> **Tasks and exercises**
1. In the passage about the album In the Uncommon Market, on which label was the album released?
2. Extend the passage about the Duke Ellington album In the Uncommon Market, picking up right after its final sentence.

> **Passage to read**
— START —

In the Uncommon Market is a live album by American pianist, composer and bandleader Duke Ellington recorded in Europe in 1963 and 1966 and released on the Pablo label in 1986.

Reception
The Allmusic review by Richard S. Ginell awarded the album 4½ stars and stated ""In the Uncommon Market," of course, refers to Europe, where Norman Granz caught the Ellington band numerous times with his tape machines in the 1960s. But it could also refer to the unusual repertoire featured on this collection."

— END —

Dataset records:

— START —

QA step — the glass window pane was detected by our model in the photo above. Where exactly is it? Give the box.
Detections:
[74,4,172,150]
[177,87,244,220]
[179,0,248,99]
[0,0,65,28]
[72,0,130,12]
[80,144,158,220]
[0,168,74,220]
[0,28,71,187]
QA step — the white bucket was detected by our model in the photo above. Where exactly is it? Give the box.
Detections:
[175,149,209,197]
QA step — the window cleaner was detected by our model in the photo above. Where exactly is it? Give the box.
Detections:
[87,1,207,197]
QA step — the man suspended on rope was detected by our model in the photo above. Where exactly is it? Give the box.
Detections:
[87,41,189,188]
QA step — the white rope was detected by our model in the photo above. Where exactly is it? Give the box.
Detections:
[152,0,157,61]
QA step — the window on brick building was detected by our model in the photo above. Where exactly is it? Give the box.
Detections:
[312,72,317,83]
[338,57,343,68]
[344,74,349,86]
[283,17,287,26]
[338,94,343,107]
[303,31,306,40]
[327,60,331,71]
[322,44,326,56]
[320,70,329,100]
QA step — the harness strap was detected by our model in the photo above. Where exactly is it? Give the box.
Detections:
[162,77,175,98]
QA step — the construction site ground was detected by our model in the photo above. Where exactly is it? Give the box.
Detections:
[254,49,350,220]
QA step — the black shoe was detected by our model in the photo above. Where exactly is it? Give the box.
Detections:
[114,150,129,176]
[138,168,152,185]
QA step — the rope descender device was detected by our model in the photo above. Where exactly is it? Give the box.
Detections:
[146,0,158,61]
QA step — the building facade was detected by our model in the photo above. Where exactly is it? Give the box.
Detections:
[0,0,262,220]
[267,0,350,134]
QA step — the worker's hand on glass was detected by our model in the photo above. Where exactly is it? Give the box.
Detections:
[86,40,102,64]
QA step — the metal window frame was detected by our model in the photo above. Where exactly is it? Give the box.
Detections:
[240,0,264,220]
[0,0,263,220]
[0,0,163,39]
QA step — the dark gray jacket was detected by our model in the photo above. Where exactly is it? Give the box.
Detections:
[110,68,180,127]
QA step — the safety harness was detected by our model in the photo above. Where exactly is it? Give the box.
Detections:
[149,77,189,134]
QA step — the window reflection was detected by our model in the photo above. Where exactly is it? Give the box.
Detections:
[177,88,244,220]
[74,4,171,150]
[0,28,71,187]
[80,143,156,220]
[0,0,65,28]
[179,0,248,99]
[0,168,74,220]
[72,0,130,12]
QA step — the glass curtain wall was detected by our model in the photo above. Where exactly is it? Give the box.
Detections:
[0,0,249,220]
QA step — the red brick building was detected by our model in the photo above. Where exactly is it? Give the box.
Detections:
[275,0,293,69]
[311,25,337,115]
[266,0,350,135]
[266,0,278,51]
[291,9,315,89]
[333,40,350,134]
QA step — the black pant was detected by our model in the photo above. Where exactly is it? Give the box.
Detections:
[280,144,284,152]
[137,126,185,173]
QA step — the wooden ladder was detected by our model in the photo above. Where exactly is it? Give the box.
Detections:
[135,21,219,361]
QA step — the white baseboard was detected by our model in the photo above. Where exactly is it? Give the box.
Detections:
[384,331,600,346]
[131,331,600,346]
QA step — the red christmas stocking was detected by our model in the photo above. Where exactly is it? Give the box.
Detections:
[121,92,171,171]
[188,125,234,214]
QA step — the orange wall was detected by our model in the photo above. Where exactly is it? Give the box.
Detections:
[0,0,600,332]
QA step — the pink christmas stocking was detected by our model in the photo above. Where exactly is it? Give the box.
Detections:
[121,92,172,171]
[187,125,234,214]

— END —

> **Outputs in order**
1. Pablo

2.
Track listing
All compositions by Duke Ellington except as indicated
 "Bula" - 4:44  
 "Silk Lace" - 5:18  
 "Asphalt Jungle" - 4:05  
 "Star-Crossed Lovers" (Ellington, Billy Strayhorn) - 4:19  
 "In a Sentimental Mood" (Ellington, Manny Kurtz, Irving Mills) - 3:47  
 "E.S.P." - 5:52  
 "Guitar Amour" - 7:35  
 "The Shepherd (First Concept)" - 5:33  
 "The Shepherd (Second Concept)" - 6:35  
 "Kinda Dukish" - 4:21
Recorded in Stockholm, Sweden on February 6 or 7, 1963 (tracks 1-3 & 7), in Milan, Italy on February 21, 1963 (tracks 4-6) and  Saint-Paul-de-Vence, France on July 27, 1966 (tracks 8-10).

Personnel
Duke Ellington – piano
Cat Anderson, Roy Burrowes, Cootie Williams - trumpet (tracks 1-7)
Ray Nance - trumpet, violin (tracks 1-7)
Lawrence Brown, Buster Cooper - trombone (tracks 1-7)
Chuck Connors - bass trombone (tracks 1-7)
Russell Procope - alto saxophone, clarinet (tracks 1-7)
Johnny Hodges - alto saxophone (tracks 1-7)
Jimmy Hamilton - clarinet, tenor saxophone (tracks 1-7)
Paul Gonsalves - tenor saxophone (tracks 1-7)
Harry Carney - baritone saxophone, clarinet, bass clarinet (tracks 1-7)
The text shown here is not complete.